═══ TASK INPUT
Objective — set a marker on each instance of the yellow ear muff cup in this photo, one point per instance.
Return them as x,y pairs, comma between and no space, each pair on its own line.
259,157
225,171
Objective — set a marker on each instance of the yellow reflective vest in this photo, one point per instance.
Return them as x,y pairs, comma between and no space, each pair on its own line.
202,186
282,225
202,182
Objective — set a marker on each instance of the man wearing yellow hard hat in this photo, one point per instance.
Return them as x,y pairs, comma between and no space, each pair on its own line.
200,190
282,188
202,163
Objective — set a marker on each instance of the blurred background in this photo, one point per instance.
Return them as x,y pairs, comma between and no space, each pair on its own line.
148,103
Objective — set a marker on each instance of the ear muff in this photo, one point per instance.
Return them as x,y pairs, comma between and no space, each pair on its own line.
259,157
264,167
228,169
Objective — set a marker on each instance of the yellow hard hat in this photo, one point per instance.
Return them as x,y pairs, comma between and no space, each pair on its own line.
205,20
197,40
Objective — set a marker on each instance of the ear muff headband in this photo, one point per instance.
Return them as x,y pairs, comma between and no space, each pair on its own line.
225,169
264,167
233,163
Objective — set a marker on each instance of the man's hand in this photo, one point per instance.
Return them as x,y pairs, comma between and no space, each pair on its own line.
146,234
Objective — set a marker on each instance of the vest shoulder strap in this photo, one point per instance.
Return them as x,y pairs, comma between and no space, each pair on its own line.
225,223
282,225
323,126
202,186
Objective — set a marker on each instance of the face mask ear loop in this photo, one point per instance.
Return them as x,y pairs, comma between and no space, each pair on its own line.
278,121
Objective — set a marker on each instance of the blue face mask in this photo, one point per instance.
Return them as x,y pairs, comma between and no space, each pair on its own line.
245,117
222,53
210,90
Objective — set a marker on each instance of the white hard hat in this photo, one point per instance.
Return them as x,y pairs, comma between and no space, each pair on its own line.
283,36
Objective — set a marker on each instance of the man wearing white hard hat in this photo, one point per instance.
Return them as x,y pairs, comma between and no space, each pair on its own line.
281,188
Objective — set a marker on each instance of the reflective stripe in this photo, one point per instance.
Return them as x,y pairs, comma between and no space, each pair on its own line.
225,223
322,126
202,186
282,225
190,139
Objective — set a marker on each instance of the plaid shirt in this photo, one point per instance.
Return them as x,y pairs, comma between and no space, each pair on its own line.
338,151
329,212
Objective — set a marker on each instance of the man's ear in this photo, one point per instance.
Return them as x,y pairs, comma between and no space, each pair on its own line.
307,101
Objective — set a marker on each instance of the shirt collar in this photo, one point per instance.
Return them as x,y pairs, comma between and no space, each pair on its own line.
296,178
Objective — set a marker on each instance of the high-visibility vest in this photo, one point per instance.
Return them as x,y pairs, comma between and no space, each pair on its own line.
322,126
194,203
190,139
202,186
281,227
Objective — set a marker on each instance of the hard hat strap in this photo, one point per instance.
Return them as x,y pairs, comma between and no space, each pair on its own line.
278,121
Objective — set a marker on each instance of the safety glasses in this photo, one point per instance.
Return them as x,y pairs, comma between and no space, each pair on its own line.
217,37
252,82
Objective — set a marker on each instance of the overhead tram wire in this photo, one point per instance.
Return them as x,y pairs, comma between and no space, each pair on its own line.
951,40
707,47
══════
WHAT IS ASKED:
Please set down each line of the records exactly as given.

EXERCISE RESPONSE:
Objective — set a marker on each instance of the yellow ear muff cup in this photo, one point per instance.
Return them as x,y pairs, comma between and no space, each pair on its own line.
259,157
225,171
Objective — set a marker on each instance of the yellow reflective vest in this photo, one point per instance.
Return them as x,y pairs, comma between and no space, each pair on its own line.
202,186
282,225
202,182
Objective — set a marker on each instance of the man wearing yellow hard hat in this photo, one point per instance.
Return them as x,y pairs, comma between and no space, each pair on its own line.
200,190
282,188
202,163
Objective — set a marker on each instance of the blurred background in this photo, one point per instance.
Return them as x,y pairs, comma between and no space, each pair on its own line.
148,103
Objective — set a marker on each instance of the ear muff in this photo, one point per instance.
Return them as x,y pairs, comma between and no space, each pair on its own line.
259,157
264,167
228,169
Objective — set a marker on each instance of the yellow hard hat in this photo, one point per instance.
Return them as x,y pairs, comma between and no space, each pair on its own line.
205,20
197,40
Objective — set a marker on each instance of the ear muff headband in this photo, one point per instance.
Return them as x,y pairs, comma between and no space, each pair on its own line.
225,169
264,167
233,163
Objective — set a marker on each instance of the man's hand in this photo, one point per instance.
Return them as x,y pairs, comma between and no space, each pair on its own line.
146,234
Objective — set a marker on each instance of the vest shoulder strap in this photo, one point per instance.
Return them as x,y pairs, comma between and no space, each pair on its own line.
225,223
282,225
323,126
202,186
Objective — set a marker on each instance of the face mask ear loop in this photo, one point per instance.
Return them as x,y pairs, comma between and no space, each pair on its own line.
278,121
Objective — set a marker on each instance of the blue face mask in this photo, one point per instance.
Return them as x,y pairs, comma between and no space, each pair on its own line.
245,117
222,53
210,90
Objective — set a marker on each instance of the white hard hat in this photo, one point per instance.
Return them as x,y pairs, comma between and no space, each pair on its own line.
283,36
Objective — set a marker on each instance of the man wearing white hard hat in this photo, one point per instance.
Return them as x,y pairs, comma between and no space, each pair on its own line.
281,188
Objective — set a marker on each instance of the reflective stripe in this photo, one point per instance.
Return them as x,y pairs, comma between and no space, each pair on its own line.
225,223
322,126
202,186
282,225
190,139
Objective — set a marker on each instance of the plaid shirt in this photo, one point per instance.
Return them as x,y pairs, comma between and no space, each pair on its own line.
338,151
329,212
Objective — set a marker on each instance of the man's ear in this photo, one point per instance.
Return them as x,y pairs, comma between and no space, each pair on its own line.
307,101
Objective — set a marker on each instance of the shirt collar in this photo, one point per instance.
Return them as x,y pairs, comma between and no space, each pair on its own line.
296,178
Objective — set a marker on each instance of the high-visibility vest in this photo, one point per instance.
Return them as x,y pairs, comma between and no space, each pair on its own line.
322,126
194,203
190,139
202,186
281,227
Objective — set a marker on each instance of the hard hat strap in this photo, one point per instance.
Return them as x,y pairs, comma between and no space, each pair on its own line.
278,121
Objective — set a marker on each instance of the safety glasses in this photo, one point per instance.
Return them as x,y pairs, comma between and no space, each pair on its own line.
217,37
252,82
Objective — set a marker on each instance of the overhead tram wire in this photo, one point per instance.
Return them as x,y pairs, comma between and no space, each pair on its own line.
951,40
707,47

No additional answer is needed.